■ Description of the task ■
Copy out, word for word, the lines starting from the line with "Curation note — class label: person's hand" up to and including the line with "[159,145,164,152]".

(Photo labels with bounding boxes)
◇ ◇ ◇ ◇ ◇
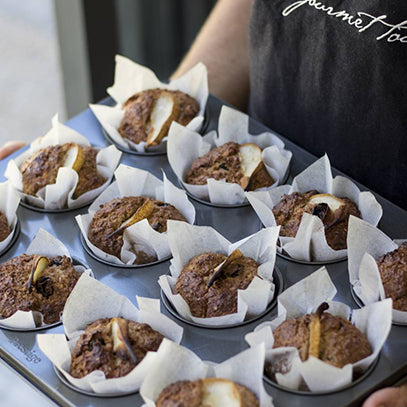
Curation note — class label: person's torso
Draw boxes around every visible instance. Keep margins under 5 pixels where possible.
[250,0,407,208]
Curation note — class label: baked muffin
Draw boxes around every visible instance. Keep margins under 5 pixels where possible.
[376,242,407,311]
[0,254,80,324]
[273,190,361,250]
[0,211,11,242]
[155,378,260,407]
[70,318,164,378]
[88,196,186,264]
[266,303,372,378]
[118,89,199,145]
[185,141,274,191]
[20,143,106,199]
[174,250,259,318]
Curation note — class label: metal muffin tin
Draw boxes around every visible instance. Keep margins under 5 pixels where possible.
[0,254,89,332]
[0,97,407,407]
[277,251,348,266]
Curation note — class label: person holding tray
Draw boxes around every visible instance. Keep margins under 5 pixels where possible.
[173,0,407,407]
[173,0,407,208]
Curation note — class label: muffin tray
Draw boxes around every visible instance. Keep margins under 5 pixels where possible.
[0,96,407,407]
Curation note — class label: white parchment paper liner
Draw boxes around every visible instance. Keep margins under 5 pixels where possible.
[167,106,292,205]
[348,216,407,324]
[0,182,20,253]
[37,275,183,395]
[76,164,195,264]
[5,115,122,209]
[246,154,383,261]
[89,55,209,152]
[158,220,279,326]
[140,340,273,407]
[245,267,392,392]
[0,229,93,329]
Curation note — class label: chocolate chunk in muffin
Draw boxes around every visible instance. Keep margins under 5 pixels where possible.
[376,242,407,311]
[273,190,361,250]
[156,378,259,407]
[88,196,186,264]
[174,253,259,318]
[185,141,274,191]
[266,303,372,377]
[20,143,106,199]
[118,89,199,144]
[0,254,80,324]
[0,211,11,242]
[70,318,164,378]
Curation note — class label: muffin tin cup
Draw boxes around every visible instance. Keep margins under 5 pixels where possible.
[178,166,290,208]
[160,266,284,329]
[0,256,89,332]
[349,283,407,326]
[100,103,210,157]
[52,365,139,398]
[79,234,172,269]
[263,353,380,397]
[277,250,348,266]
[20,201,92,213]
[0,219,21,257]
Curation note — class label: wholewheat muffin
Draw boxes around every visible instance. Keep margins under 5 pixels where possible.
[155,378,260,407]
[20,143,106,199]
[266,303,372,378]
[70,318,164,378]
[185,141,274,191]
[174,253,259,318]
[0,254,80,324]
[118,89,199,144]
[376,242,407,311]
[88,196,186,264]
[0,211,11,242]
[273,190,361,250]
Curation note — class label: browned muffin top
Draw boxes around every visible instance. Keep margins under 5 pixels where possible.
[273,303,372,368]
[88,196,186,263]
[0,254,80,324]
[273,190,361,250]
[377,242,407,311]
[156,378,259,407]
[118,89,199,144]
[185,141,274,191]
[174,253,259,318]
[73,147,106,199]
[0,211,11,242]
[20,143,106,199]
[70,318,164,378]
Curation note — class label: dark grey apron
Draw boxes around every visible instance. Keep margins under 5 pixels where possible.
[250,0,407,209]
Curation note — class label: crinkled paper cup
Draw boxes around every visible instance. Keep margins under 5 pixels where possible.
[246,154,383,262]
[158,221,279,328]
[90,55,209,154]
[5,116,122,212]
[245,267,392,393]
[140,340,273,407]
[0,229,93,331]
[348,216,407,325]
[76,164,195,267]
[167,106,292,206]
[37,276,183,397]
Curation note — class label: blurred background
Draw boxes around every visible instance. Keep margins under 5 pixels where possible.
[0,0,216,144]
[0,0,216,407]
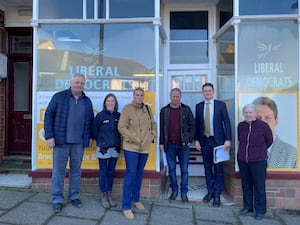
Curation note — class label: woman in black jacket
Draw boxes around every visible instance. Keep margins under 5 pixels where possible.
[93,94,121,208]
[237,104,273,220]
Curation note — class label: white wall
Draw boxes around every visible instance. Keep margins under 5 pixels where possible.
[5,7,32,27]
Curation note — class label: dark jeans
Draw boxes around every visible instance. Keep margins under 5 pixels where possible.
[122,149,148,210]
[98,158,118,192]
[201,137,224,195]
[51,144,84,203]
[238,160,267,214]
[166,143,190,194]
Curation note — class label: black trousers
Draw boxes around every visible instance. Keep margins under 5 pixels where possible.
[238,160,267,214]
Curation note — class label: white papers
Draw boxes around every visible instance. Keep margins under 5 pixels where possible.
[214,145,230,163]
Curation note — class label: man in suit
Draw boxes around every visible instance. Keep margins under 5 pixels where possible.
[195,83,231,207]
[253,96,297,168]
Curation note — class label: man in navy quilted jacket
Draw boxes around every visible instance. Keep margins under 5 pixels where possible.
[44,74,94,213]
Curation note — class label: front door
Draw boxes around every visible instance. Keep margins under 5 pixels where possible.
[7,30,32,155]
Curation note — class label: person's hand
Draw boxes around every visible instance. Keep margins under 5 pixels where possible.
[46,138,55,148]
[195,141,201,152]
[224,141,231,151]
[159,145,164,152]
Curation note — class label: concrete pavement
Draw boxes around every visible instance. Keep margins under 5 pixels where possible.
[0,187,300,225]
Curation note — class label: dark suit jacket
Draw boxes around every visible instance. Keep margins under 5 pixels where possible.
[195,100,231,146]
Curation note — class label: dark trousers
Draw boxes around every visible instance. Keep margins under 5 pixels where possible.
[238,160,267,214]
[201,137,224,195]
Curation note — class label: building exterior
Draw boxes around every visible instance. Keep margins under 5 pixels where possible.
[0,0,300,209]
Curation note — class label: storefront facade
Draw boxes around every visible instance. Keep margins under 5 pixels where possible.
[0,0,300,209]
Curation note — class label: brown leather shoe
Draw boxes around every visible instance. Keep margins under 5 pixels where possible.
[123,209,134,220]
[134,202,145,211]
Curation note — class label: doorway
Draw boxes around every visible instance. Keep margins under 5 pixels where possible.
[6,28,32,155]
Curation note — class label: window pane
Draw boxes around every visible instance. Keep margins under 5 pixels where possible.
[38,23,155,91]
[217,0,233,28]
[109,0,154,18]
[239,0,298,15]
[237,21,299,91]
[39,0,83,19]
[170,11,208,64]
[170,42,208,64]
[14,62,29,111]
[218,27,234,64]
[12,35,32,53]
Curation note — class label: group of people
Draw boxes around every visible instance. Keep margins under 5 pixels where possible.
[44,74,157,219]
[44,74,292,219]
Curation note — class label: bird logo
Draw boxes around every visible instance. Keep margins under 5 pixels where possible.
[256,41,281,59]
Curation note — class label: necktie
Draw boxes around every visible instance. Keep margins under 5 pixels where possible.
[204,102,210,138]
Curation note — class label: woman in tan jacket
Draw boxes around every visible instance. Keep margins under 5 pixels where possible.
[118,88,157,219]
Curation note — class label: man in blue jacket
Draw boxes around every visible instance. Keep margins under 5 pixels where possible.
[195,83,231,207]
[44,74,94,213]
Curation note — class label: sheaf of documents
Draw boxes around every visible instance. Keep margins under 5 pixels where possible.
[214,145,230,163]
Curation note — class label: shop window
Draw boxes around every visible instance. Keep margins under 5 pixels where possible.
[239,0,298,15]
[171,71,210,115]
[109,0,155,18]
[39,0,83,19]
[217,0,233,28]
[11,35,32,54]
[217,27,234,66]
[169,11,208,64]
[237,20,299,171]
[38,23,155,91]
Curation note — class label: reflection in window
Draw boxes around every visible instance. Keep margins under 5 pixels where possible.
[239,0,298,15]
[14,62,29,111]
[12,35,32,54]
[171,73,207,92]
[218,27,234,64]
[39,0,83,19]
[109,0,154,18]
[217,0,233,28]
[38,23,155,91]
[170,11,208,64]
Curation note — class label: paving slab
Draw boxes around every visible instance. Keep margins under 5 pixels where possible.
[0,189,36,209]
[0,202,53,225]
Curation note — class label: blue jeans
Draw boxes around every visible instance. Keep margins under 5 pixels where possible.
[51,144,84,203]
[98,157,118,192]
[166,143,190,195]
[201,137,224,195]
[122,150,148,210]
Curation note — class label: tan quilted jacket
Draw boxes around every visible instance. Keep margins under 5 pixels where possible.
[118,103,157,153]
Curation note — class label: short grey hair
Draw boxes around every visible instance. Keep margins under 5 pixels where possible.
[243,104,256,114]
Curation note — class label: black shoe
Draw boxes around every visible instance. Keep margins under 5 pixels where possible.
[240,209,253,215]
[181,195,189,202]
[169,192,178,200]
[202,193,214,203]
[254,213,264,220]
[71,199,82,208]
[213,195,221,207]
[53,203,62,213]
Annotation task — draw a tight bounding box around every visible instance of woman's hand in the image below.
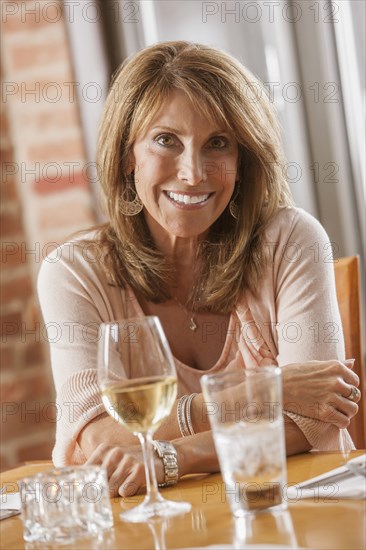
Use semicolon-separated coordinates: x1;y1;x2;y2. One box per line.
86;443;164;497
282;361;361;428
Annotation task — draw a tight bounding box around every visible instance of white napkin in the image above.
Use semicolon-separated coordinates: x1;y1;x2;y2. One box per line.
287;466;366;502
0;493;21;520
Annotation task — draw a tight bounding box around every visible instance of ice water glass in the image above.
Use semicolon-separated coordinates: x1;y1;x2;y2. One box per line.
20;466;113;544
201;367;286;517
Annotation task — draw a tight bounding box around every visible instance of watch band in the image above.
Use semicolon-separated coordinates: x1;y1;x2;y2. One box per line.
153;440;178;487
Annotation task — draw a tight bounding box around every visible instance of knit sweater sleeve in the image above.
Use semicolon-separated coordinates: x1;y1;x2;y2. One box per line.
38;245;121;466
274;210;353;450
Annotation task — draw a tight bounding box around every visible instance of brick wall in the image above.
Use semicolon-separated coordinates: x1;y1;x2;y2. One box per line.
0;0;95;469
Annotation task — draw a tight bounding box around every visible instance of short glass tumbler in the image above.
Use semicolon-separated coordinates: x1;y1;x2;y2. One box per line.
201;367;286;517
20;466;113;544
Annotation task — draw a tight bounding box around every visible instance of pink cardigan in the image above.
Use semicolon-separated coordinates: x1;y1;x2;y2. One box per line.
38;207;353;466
◇ ◇ ◇ ◇ ◇
■ Result ■
Curation note — class label: person's hand
Draw boxes around every visible instance. Keep margins under 5 pixels where possible.
[46,138,55,148]
[195,141,201,152]
[224,141,231,151]
[159,145,164,152]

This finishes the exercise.